[Opening Data in this exercise section]
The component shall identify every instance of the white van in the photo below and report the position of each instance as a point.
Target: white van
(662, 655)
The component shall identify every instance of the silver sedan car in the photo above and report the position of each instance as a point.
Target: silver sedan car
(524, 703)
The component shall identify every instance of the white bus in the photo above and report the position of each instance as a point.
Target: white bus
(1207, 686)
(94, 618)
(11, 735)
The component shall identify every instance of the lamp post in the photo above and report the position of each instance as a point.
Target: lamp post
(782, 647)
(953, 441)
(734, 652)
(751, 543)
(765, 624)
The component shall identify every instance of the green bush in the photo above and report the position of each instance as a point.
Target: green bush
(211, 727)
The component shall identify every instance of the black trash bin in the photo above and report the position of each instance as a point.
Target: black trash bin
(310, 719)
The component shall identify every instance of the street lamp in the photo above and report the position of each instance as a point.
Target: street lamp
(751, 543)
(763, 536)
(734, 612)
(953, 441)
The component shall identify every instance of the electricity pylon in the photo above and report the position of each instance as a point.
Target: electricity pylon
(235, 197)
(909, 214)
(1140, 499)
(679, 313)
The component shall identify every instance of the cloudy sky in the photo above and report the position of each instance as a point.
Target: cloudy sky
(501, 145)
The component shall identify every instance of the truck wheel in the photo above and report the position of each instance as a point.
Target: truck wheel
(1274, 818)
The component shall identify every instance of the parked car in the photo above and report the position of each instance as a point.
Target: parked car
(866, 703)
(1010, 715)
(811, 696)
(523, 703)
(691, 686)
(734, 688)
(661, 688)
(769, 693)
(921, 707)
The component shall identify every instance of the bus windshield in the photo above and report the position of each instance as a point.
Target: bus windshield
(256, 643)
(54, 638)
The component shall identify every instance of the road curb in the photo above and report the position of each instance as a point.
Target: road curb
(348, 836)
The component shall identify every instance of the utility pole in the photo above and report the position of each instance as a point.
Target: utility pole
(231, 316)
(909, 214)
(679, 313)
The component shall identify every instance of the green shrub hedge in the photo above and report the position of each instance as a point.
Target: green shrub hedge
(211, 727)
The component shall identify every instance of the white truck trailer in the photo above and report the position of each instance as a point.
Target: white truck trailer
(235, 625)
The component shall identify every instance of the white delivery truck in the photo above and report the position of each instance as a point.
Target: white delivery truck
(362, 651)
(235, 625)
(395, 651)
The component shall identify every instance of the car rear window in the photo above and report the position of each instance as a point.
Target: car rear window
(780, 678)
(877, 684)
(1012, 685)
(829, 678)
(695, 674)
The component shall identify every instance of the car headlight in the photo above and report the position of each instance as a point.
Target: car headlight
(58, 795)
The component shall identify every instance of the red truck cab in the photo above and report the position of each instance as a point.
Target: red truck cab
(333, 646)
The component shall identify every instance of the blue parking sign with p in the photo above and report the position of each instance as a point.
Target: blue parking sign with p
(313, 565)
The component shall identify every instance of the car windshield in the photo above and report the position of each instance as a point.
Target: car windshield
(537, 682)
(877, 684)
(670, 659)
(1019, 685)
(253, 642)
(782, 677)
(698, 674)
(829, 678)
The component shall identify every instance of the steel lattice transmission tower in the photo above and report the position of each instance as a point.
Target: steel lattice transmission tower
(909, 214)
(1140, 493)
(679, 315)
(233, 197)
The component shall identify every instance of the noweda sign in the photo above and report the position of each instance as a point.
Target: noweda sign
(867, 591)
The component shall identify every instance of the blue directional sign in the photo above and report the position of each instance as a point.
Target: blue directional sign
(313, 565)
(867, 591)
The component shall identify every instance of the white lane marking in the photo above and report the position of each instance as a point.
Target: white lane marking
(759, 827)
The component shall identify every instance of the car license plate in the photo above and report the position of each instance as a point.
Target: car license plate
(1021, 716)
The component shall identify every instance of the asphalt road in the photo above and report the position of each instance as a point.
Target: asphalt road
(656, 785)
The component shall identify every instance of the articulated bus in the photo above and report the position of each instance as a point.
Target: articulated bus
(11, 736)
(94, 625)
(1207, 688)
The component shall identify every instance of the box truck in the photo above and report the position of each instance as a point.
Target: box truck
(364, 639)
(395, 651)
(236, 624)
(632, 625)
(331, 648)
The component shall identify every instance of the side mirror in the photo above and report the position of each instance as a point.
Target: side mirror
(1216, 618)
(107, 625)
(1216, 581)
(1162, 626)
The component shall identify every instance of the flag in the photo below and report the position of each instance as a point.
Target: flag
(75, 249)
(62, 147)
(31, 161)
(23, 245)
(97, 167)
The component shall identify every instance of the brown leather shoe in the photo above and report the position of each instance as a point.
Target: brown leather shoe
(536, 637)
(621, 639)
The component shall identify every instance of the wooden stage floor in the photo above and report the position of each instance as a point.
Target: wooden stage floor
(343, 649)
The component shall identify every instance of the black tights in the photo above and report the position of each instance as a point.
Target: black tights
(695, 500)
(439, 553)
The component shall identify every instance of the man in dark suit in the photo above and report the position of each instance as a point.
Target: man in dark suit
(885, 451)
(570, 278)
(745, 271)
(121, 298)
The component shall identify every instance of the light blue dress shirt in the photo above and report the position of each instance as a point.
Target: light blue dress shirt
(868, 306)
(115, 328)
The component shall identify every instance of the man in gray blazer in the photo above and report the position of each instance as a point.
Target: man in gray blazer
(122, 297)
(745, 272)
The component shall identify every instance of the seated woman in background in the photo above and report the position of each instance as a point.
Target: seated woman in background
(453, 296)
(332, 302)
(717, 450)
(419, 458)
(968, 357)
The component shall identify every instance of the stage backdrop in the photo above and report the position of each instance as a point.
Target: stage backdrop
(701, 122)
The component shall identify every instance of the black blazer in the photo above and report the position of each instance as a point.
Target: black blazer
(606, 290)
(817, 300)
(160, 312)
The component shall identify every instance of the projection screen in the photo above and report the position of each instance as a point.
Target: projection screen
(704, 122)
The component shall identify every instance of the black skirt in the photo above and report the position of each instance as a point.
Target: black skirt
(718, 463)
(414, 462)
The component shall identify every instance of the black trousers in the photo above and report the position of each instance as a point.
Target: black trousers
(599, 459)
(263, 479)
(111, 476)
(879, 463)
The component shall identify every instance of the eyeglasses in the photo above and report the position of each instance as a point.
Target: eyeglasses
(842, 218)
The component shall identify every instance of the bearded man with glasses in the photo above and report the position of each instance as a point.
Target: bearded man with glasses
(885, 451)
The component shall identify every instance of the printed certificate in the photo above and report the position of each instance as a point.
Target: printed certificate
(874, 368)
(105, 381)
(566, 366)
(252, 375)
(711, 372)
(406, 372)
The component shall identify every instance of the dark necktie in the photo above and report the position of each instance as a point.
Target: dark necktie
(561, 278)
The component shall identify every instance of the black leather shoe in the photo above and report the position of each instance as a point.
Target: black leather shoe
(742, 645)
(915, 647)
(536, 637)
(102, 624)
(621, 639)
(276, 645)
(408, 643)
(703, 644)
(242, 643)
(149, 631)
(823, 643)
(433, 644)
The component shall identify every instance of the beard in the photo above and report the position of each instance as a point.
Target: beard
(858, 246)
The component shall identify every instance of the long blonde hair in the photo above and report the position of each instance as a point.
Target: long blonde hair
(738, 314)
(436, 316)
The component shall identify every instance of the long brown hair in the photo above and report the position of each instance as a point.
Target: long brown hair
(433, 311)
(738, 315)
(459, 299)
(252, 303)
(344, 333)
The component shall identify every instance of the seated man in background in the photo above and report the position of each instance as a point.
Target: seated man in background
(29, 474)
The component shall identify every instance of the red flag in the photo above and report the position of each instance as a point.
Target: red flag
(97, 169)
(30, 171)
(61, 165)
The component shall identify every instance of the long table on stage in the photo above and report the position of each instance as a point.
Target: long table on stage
[Closing Data in this exercise section]
What is required -> Find the line with "Target: articulated bus" in the entries above. Retype it and each line after it, exactly, through the line with "The component shall identify every instance of the brown", and stop there.

Solution to this exercise ->
Target: articulated bus
(11, 736)
(94, 625)
(1207, 688)
The component shall identify every instance of the box truck in the photo above and report the position of each instance as a point.
Target: box truck
(364, 639)
(395, 651)
(236, 624)
(632, 625)
(331, 648)
The component shall identify every instance of the side mirror in the photo above and report the position of each instance as a point.
Target: side mirror
(1216, 618)
(107, 625)
(1216, 581)
(1162, 626)
The component shall identify every instance of the flag in the photo below and report the position of each instance as a point.
Target: flag
(75, 249)
(62, 147)
(31, 161)
(23, 245)
(97, 167)
The component shall identify every instance of the brown leather shoe in the photo above and report the position of each instance as a point.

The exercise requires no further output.